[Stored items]

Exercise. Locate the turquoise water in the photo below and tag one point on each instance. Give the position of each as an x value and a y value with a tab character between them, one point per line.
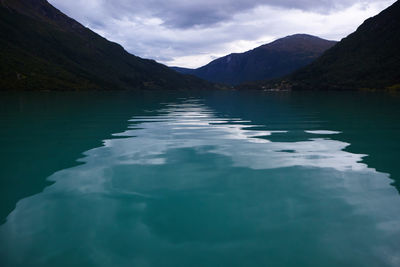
205	179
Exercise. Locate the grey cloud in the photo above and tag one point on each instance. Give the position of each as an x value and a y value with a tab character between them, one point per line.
172	31
201	13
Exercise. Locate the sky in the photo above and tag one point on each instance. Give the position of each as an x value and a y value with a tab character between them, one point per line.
191	33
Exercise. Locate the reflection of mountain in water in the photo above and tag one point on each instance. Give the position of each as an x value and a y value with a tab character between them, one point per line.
188	178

EXERCISE OBJECTIVE
When you copy the entries, keep every word exactly as it stands and drop any pictures.

ANSWER BOX
Exercise. Locate the turquoise water in the photo below and tag one point on each instance. Give the position of each as an x value and a y value with a tab character between them, one point per line.
205	179
Exercise. Locate the grey cloud in the photo above and tag one point on each instance. Give the position of each as an x value and a y value with a tab character between them, one point per line.
172	31
201	13
Exercise. Locate the sky in the photo above and tag one point on each instance. Give the position of each as an x value and a y value with a tab character between them, one point per line.
191	33
Exercise. Locate the reflection of mountain in water in the photo above and tag one point on each instance. Give the position of each as an x value and a y value with a tab character between them, one point per line.
188	178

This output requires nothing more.